For this exercise, print the listing below exactly, without its pictures.

### RECORDS FOR THIS TASK
★ ★ ★ ★ ★
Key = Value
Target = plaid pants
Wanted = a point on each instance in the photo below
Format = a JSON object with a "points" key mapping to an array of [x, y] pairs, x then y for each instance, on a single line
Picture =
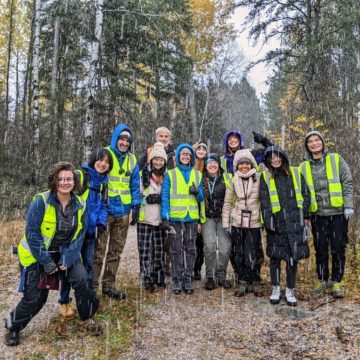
{"points": [[151, 253]]}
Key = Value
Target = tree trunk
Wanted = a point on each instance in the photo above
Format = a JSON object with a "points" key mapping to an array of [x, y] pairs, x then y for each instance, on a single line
{"points": [[35, 103], [91, 86], [11, 4], [192, 106]]}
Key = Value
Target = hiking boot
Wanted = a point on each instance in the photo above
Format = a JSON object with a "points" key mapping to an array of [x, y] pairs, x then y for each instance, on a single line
{"points": [[188, 287], [197, 275], [177, 286], [161, 284], [210, 284], [224, 283], [114, 293], [67, 311], [257, 289], [94, 328], [290, 297], [12, 338], [320, 287], [149, 287], [337, 292], [241, 290], [275, 295]]}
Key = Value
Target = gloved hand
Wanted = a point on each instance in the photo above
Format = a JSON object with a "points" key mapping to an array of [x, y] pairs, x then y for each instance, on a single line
{"points": [[261, 139], [145, 176], [165, 225], [153, 199], [50, 267], [348, 213], [193, 190], [135, 214], [100, 228]]}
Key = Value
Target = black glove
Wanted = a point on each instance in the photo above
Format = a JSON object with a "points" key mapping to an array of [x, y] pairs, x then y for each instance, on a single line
{"points": [[145, 176], [50, 266], [135, 214], [261, 139], [193, 190], [165, 225], [100, 229], [153, 199]]}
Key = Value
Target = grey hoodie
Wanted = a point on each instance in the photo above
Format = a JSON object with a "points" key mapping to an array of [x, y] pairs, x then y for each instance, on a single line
{"points": [[321, 183]]}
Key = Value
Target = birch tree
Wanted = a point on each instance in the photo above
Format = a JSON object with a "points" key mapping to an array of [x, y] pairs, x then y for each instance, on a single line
{"points": [[91, 85], [35, 87]]}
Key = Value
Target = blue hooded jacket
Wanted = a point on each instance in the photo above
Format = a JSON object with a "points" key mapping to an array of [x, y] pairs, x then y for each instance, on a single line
{"points": [[96, 206], [116, 207], [257, 153], [185, 171]]}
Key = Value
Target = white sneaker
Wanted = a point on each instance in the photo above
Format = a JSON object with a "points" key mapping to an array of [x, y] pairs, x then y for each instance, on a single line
{"points": [[290, 297], [275, 295]]}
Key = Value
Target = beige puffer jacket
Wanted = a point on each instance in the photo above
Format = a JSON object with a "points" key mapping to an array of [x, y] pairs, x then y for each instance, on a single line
{"points": [[152, 215], [245, 186]]}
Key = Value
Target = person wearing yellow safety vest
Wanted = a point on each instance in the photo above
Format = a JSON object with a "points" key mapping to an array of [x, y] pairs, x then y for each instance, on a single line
{"points": [[200, 154], [182, 208], [241, 217], [285, 202], [93, 189], [331, 192], [49, 252], [217, 243], [124, 197], [150, 235]]}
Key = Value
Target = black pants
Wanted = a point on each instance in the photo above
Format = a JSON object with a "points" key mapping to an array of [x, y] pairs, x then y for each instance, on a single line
{"points": [[330, 231], [34, 299], [291, 267], [248, 253], [199, 253]]}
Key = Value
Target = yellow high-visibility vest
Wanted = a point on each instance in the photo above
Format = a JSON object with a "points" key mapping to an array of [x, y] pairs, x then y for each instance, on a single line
{"points": [[181, 202], [332, 168], [47, 229], [274, 197], [119, 178]]}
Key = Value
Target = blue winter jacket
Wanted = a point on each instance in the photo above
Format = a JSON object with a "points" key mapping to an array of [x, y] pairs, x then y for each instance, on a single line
{"points": [[96, 205], [185, 171], [116, 207], [70, 252], [257, 153]]}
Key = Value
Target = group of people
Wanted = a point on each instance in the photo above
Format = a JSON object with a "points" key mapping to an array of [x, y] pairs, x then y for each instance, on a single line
{"points": [[190, 206]]}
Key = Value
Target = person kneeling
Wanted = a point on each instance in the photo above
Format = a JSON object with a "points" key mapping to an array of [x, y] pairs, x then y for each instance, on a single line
{"points": [[55, 227]]}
★ ★ ★ ★ ★
### ANSWER TO THIS TASK
Key = Value
Target = plaid pants
Wanted = a point on each instance in the photo below
Format = a JSON object with a "points" key mapping to an array of [x, y] pairs, x then y for each instance, on a single line
Picture =
{"points": [[151, 253]]}
Key = Value
Target = tree trunk
Wanted = a point on each instance in the photo above
Format = a JSON object with a "points" key mapping to an array of [x, y] pairs, x then y for each instance, on a single line
{"points": [[35, 103], [91, 86], [11, 4], [192, 106]]}
Key = Value
Target = hiking boot
Wanted = a point on each instance in the photo above
Format = a JSON object with a "points" key mapping to an array of [x, y] pairs, x then y for each instance, on a single line
{"points": [[188, 287], [197, 275], [177, 286], [161, 284], [210, 284], [224, 283], [114, 293], [67, 311], [257, 289], [94, 328], [290, 297], [12, 338], [320, 287], [149, 287], [337, 292], [241, 290], [275, 295]]}
Key = Value
Target = gloved hand
Wanted = a point on each instance in the photo above
Format = a JSON object with a "points" key mapping to an array of [x, y] pairs, x then y for each instance, on a single line
{"points": [[261, 139], [145, 176], [165, 225], [153, 199], [50, 267], [348, 213], [193, 190], [135, 214], [100, 228]]}
Key = Value
Target = black glove
Wanted = a point on each instance in the photo above
Format = a JSON object with a "points" key mapping to an array of [x, y] pairs, x then y for each instance, on a single line
{"points": [[145, 176], [50, 266], [135, 214], [261, 139], [193, 190], [165, 225], [100, 229], [153, 199]]}
Key = Value
Target = grey hoodie
Wanted = a point on each instance in the photo above
Format = a JSON object with a "points" key mapping to an array of [x, y] pairs, x then y for each instance, on a single line
{"points": [[321, 183]]}
Key = Value
Target = birch tree
Wanted = a point on each instance in the photo above
Format = a JSON object with a "points" key mapping to an array of [x, y] pairs, x then y for each instance, on a single line
{"points": [[91, 85], [35, 87]]}
Key = Value
Target = blue hooded jacket
Wanted = a point on each instance in the photo above
Format = a JSON object with a "points" key mapping to an array of [x, y] pairs, x then y for each instance, on a single line
{"points": [[96, 206], [116, 207], [257, 153], [185, 171]]}
Key = Value
Target = white sneaker
Wanted = a point on each instance in the photo above
Format = a JSON object with a "points" key mapping to an array of [x, y] pairs, x then y for each instance, on a single line
{"points": [[290, 297], [275, 295]]}
Key = Value
Target = beige puffer jacket
Wanted = a point on each instance in the photo above
Format = a JSON object with a "points" key mapping to an array of [x, y] pairs, x then y for each instance, on a single line
{"points": [[152, 215], [245, 186]]}
Key = Value
Target = person wearing yellow safety vest
Wanted = a point on each instance in the photo above
Format = a JSON object with a "points" key mapping to an array of [x, y] pairs, x then y for each instance, on a single line
{"points": [[200, 154], [182, 208], [241, 217], [285, 202], [93, 189], [331, 192], [49, 252], [217, 243], [124, 197], [150, 235]]}
Key = Value
Target = black pants
Wanted = a point on each instance in the photo above
Format = a JSON object with a "points" key mapping to an array of [x, y] pairs, x then y for each instance, on a single line
{"points": [[330, 231], [34, 299], [291, 267], [248, 253], [199, 253]]}
Key = Value
Target = yellow high-visibility vest
Wanted = a point on each instance in the photo above
Format = a JSON object with a "points" key mapping to an array of [x, y] pairs, x then y for each instance, on a single line
{"points": [[181, 202], [332, 168], [47, 229], [274, 197], [119, 178]]}
Key = Value
Target = blue winter jacket
Wanted = a point on each instance in the photo above
Format = a JSON object with a "points" key mapping to an array of [x, y] pairs, x then y for each instance, on a single line
{"points": [[96, 205], [185, 171], [116, 207], [70, 252], [257, 153]]}
Key = Value
Target = group of people
Wanted = a point on each instance in the photo above
Format = a JSON object with a "points" key mapping to an array of [x, y] pairs, x then y for each instance, on a single line
{"points": [[190, 206]]}
Key = Value
Target = person kneeling
Wanted = a point on each instance in the photo above
Format = a JSON object with a "points" key mapping to an array of [x, y] pairs, x then y for each instance, on a single line
{"points": [[55, 227]]}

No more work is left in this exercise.